Transcribe the lines of the records starting with the one that has "Can you find the jersey" in it and ending with the last, and transcribe nothing else.
#### Extracted material
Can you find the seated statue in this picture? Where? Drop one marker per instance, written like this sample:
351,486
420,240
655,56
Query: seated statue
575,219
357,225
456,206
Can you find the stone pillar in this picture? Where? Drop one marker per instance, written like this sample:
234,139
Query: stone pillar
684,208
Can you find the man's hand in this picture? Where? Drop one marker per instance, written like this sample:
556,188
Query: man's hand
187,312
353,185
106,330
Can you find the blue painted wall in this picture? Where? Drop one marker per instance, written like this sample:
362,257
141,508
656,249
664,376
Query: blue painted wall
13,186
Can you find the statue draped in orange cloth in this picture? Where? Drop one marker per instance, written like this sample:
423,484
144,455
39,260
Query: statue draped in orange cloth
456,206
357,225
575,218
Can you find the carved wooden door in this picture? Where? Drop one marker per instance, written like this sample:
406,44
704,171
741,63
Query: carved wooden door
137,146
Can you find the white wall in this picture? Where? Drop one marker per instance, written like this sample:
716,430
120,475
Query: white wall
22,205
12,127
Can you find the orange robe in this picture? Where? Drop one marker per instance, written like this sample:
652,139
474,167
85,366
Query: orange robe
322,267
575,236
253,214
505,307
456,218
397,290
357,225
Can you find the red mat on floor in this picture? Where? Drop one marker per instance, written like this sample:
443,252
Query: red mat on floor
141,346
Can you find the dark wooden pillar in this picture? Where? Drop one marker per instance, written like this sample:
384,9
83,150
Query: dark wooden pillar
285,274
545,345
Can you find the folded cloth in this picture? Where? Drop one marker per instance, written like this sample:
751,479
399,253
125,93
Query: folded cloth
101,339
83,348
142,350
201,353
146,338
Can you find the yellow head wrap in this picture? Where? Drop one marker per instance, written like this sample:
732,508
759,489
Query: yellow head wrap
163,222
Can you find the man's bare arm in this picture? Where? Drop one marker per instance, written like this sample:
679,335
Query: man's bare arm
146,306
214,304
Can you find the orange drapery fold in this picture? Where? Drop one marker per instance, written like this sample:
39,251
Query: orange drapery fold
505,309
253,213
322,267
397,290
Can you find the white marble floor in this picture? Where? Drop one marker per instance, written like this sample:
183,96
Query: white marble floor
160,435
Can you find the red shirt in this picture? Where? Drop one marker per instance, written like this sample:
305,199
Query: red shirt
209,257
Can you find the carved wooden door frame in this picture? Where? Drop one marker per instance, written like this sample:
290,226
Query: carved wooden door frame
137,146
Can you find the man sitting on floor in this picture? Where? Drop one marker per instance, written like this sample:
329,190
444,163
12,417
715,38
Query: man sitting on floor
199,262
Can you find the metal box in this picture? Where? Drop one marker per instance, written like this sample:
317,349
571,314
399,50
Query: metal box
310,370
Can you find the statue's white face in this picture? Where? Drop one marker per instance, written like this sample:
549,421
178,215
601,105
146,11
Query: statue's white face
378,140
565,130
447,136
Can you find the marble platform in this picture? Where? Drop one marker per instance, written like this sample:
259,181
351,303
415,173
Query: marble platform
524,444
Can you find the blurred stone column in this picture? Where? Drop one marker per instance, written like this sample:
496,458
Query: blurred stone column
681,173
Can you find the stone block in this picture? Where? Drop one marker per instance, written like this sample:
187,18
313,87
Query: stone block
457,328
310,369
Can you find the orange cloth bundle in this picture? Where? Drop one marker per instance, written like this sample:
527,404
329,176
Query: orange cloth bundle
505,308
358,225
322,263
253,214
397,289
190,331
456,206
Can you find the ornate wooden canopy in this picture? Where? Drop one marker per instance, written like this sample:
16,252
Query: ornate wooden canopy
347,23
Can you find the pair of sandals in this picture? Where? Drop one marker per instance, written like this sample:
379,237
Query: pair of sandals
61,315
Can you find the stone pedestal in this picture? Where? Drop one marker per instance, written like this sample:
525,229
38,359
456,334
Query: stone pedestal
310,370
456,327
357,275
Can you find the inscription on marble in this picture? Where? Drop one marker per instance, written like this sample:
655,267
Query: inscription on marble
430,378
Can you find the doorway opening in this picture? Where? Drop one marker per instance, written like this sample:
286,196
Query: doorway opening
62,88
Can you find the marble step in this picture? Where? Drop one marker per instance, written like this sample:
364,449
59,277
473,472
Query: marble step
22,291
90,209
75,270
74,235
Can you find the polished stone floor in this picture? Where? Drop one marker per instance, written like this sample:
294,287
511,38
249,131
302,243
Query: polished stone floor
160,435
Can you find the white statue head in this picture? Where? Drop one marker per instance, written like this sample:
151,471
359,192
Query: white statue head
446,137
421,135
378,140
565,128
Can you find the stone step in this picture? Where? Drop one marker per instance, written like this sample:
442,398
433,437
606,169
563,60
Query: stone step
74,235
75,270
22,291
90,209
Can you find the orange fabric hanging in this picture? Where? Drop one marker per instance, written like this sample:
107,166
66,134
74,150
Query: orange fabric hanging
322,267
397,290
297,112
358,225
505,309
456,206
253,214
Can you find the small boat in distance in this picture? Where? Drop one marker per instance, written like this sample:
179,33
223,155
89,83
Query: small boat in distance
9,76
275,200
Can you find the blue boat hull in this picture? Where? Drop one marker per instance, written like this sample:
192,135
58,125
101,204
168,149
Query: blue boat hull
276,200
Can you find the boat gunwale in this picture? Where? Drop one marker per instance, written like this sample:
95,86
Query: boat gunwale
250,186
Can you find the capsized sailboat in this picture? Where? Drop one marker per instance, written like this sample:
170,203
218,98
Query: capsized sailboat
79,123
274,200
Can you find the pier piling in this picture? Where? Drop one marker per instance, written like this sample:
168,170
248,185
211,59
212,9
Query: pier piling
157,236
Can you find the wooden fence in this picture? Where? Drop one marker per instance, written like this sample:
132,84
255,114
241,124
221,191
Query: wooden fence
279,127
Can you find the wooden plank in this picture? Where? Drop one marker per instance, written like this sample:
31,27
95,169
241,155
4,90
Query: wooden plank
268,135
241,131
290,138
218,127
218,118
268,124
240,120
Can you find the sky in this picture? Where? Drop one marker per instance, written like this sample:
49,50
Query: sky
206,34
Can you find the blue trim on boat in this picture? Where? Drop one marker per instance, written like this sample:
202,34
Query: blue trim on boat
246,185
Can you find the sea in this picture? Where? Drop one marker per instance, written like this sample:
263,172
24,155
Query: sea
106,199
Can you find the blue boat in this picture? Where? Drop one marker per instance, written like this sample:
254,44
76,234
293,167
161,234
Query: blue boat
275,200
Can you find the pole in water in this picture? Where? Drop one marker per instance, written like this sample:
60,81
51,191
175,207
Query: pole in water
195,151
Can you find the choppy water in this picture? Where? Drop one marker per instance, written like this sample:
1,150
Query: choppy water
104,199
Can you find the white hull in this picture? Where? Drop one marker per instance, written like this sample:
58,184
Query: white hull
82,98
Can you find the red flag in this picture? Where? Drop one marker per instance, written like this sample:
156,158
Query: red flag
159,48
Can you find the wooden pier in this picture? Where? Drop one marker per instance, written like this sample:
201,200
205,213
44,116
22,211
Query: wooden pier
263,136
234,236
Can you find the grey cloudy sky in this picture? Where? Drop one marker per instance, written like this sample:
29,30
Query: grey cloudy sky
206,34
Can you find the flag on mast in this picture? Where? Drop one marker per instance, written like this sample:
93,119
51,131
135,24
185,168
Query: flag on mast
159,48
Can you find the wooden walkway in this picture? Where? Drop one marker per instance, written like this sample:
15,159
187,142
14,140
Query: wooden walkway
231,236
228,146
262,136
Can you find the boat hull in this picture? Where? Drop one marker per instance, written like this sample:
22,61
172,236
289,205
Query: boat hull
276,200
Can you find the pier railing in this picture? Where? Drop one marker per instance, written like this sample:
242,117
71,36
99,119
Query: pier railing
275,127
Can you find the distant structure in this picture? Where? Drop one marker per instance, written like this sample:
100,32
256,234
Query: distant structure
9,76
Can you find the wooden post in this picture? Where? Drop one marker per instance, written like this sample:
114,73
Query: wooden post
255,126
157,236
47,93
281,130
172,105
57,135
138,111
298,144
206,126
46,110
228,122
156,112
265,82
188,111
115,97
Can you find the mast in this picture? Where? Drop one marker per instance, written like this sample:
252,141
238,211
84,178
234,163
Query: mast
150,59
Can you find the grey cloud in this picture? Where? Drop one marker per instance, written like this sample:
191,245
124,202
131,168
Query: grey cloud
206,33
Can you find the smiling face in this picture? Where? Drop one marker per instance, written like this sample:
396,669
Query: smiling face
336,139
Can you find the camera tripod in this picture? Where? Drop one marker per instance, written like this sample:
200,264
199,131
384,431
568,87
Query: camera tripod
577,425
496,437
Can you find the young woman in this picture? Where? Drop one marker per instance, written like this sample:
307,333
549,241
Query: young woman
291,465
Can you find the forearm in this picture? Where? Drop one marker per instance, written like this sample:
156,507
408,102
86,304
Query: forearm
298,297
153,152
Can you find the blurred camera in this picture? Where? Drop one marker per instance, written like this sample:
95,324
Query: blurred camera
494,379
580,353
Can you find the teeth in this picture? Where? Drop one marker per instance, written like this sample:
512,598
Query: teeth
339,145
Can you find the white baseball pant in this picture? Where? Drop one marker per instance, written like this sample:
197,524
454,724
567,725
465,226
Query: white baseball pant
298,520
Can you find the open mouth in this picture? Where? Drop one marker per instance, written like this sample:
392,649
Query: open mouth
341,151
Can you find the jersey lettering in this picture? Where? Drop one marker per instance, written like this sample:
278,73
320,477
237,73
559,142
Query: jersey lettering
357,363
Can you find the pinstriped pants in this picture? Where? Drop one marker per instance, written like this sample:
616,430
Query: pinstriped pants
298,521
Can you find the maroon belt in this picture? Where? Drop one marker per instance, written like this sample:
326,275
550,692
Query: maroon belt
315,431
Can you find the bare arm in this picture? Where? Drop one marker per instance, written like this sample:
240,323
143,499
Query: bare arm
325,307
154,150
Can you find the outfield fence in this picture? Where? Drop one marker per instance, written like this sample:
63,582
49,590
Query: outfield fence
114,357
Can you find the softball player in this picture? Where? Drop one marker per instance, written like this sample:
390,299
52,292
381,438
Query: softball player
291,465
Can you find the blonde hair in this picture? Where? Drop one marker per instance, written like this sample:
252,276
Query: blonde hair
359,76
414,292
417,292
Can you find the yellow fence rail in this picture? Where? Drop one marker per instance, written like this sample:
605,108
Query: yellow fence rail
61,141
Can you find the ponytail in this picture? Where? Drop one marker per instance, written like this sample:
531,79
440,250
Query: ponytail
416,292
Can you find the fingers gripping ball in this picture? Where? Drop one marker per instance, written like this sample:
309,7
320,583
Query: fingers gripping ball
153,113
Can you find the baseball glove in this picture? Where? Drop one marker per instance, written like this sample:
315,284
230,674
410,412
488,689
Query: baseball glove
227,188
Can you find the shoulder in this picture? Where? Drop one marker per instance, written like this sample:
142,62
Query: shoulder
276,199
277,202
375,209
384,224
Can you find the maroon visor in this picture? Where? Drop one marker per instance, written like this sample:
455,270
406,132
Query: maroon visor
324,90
########
- _Solution_
Can you find the jersey lettering in this picture? Where? Drop one marker per instance, written like this sample:
278,73
320,477
237,73
559,142
Query: jersey lettering
357,363
Can you find the pinstriped pants in this picture? Where? Drop one marker per instance, written like this sample:
616,430
Query: pinstriped pants
298,521
Can you find the maroon belt in this picture? Where? Drop one marker per instance, written like this sample:
326,275
550,692
Query: maroon belt
315,431
Can you find the bare arm in this picture? Where? Drop one marker per instance, written like this sample:
240,323
143,499
Query: bare arm
325,307
154,150
Can you find the outfield fence in this picture? Where? Drop one marker per instance, written like this sample:
63,582
49,590
Query: outfield fence
114,357
Can you find the softball player in this picture? Where? Drop one marker per instance, written like this sample:
390,299
52,292
381,438
Query: softball player
291,465
Can you find the blonde hair in this picture? Where? Drop one marker per instance, written like this sample:
252,276
Query: blonde hair
359,76
414,292
417,292
Can you find the yellow fence rail in this picture? Where? Drop one marker per instance, written like this sample:
605,108
Query: yellow fence rail
61,141
Can you find the ponytail in this picture? Where? Drop one marker per instance, written like this sample:
531,79
440,250
Query: ponytail
416,292
Can you find the fingers gripping ball in this picture? Where? Drop one marker per instance, written like this sample:
309,7
320,583
Query: fingers gripping ball
153,113
Can you find the baseball glove in this picture? Where? Drop one marker per instance, written like this sample:
315,284
230,674
410,412
488,689
Query: baseball glove
227,188
Can you find the shoulder in this picture? Where? Drop one marker per instance, written like this sample:
142,62
Query: shoulder
276,199
277,202
375,209
384,224
Can you find the maroon visor in this picture? Where? Drop one marker per instance, written like this sample:
455,270
406,132
Query: maroon visor
324,90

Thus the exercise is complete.